# Task instructions:
Put the entry lines starting at the one containing "Each <instance> block identifies" and ending at the one containing "positive clicks: (119, 759)" into a Markdown table with the columns Row and Line. Number each row and leave out blank lines.

Start of Provided records

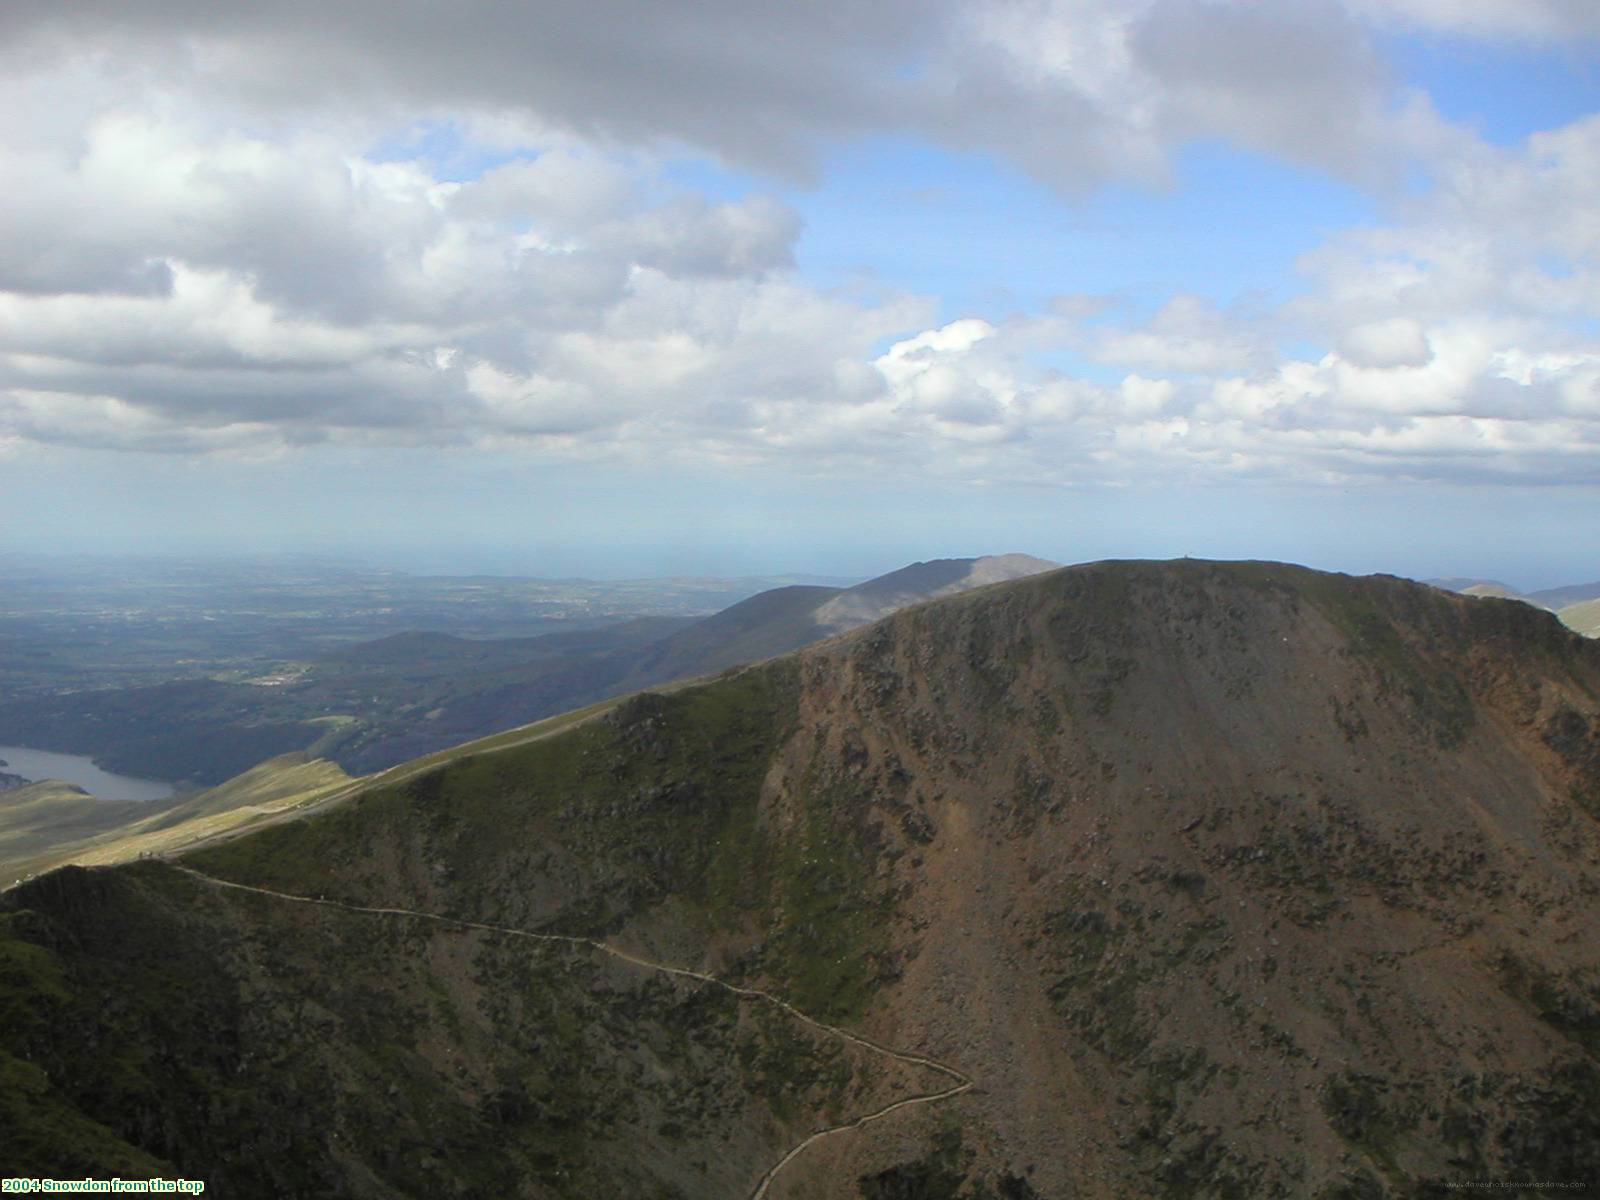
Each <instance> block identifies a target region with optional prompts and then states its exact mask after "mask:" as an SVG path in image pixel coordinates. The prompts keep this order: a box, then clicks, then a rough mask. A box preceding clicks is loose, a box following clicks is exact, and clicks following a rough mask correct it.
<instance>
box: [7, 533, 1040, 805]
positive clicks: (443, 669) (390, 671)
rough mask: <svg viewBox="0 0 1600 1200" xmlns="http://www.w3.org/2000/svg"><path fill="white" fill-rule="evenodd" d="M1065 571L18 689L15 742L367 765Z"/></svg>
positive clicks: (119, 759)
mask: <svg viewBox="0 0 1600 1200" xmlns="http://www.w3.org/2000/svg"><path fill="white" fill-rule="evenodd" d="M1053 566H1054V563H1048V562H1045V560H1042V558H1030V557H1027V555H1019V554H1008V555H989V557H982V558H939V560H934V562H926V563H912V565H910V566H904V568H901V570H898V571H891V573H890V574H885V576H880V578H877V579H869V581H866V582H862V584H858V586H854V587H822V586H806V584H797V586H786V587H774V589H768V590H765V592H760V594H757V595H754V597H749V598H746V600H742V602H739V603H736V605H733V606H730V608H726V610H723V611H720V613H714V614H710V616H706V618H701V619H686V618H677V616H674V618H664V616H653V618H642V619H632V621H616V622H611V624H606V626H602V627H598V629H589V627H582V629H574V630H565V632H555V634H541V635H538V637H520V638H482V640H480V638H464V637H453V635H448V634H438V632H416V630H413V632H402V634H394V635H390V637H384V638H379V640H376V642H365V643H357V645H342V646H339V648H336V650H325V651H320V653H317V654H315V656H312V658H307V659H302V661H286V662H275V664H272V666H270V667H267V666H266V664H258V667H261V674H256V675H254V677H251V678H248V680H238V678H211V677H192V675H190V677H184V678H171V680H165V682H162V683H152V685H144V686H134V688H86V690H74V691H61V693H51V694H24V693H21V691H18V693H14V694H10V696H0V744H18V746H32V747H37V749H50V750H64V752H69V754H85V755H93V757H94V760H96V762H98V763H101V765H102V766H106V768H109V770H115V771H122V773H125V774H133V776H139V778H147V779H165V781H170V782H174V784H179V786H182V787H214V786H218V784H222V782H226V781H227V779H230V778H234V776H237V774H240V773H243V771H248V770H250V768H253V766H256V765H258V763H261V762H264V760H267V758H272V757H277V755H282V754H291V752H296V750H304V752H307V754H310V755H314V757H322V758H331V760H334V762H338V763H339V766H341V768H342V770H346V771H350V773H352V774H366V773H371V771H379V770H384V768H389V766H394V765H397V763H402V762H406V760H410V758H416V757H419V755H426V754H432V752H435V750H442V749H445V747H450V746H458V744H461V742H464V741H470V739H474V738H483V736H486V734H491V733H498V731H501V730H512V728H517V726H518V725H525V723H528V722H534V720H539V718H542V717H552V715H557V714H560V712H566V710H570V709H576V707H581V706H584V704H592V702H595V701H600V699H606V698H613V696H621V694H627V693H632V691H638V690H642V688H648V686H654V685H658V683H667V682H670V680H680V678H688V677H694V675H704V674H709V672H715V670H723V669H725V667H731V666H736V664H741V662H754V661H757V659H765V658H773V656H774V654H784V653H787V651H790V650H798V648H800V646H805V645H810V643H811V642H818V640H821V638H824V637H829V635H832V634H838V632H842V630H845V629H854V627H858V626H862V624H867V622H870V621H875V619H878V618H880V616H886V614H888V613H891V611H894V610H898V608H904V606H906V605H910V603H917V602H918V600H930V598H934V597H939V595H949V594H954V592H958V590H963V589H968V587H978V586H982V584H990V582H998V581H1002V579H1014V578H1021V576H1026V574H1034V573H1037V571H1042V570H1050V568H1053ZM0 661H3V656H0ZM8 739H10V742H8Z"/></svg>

End of Provided records
Start of Provided records

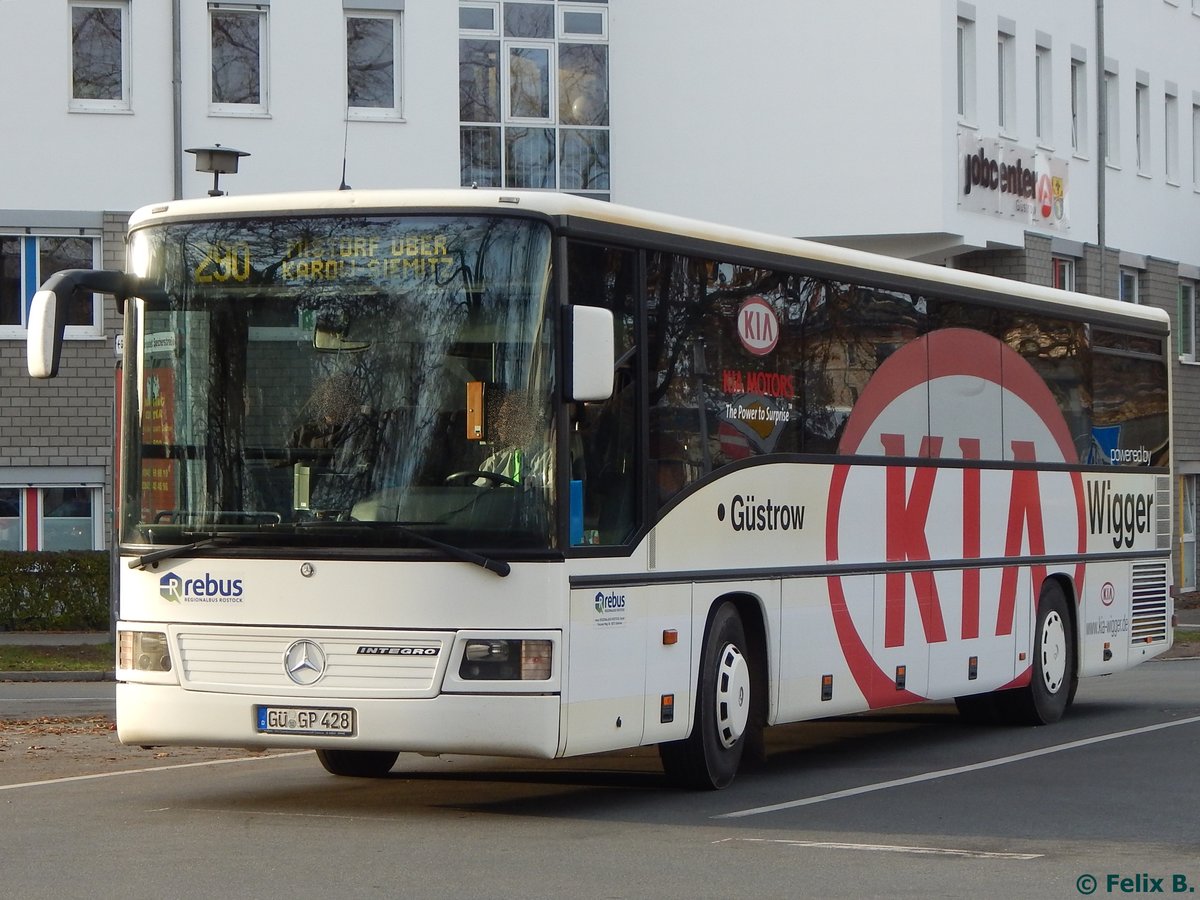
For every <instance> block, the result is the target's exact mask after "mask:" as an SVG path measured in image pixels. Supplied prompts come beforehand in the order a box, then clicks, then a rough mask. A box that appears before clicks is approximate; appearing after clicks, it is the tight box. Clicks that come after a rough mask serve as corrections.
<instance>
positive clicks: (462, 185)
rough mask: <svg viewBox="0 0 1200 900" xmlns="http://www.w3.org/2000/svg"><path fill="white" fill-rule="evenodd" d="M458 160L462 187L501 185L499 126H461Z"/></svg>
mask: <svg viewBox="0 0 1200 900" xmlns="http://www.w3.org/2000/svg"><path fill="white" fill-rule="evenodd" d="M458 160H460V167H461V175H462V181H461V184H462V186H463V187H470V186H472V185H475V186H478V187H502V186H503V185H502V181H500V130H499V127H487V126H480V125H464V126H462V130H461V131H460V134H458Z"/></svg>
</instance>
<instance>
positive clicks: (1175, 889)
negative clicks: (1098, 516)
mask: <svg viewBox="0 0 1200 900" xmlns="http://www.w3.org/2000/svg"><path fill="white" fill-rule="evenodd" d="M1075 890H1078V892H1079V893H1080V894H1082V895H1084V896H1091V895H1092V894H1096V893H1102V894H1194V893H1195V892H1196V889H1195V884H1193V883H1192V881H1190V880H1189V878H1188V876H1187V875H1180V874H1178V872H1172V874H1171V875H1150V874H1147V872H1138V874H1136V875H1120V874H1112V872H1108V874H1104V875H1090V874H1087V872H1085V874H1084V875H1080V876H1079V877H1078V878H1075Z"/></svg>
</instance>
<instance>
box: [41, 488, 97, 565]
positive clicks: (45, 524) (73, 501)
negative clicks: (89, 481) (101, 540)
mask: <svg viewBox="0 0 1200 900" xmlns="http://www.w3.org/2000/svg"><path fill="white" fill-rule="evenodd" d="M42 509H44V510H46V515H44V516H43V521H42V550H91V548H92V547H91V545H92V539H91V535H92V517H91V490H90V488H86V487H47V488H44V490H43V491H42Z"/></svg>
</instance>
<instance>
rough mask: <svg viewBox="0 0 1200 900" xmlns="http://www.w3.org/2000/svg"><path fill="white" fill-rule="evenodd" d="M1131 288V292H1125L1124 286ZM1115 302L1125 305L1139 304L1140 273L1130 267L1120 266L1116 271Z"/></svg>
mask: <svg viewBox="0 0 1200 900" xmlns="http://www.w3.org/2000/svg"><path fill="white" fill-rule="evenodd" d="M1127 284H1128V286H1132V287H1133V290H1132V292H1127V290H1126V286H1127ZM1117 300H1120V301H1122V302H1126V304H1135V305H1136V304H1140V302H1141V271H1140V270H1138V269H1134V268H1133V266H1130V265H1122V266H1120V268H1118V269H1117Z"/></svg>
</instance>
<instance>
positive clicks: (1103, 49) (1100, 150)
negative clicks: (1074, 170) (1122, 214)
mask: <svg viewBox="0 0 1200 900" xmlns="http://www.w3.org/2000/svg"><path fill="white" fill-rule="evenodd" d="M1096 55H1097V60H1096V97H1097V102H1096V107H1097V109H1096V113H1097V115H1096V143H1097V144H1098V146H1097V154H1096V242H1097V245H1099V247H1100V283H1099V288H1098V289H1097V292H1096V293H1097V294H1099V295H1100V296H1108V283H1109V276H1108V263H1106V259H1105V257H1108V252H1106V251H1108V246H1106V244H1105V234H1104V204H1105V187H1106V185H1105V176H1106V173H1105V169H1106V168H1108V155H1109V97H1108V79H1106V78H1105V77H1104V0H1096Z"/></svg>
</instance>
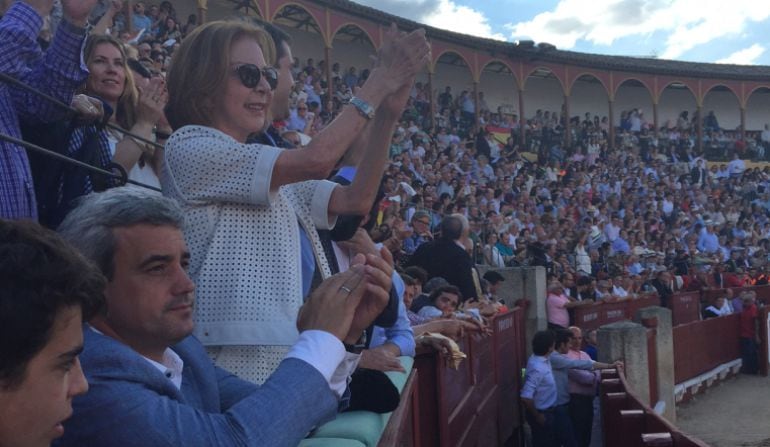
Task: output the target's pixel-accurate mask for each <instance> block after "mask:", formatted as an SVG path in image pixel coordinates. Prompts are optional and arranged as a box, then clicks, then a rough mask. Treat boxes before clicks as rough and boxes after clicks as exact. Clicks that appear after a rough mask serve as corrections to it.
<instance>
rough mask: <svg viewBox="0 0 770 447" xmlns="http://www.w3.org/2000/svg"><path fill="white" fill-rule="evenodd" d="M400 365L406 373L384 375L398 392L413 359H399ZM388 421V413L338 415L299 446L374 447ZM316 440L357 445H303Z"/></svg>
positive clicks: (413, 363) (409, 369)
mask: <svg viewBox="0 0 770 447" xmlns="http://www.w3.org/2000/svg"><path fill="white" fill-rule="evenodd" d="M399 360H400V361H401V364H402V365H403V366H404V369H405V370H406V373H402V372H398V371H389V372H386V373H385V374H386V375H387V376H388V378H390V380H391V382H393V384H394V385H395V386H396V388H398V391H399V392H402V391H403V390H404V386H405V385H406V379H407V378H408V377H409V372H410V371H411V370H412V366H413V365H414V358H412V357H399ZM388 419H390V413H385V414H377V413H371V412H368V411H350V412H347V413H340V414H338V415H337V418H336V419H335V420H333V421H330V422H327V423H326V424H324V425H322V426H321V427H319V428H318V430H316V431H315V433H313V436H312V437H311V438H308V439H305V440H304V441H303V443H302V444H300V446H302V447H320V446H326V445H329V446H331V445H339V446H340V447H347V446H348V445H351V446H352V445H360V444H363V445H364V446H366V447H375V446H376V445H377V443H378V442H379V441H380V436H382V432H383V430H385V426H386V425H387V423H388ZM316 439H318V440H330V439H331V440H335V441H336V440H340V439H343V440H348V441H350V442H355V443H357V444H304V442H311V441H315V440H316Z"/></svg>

End of Provided records

# Response:
| Row | Line |
|---|---|
| 1 | Each <instance> block identifies a target region with optional prompts and then states its exact mask after "mask:" as an SVG path in image pixel coordinates. The prompts keep this order: a box, then clicks, then a rough mask. A box preceding clicks is loose, a box following clicks is exact, and clicks following a rough mask correct it. |
| 2 | <instance> |
| 3 | box: [7, 533, 1040, 805] |
| 4 | positive clicks: (443, 669) (390, 671) |
| 5 | rough mask: <svg viewBox="0 0 1600 1200" xmlns="http://www.w3.org/2000/svg"><path fill="white" fill-rule="evenodd" d="M1065 571L18 689L15 742L367 765Z"/></svg> |
| 6 | positive clicks: (119, 759) |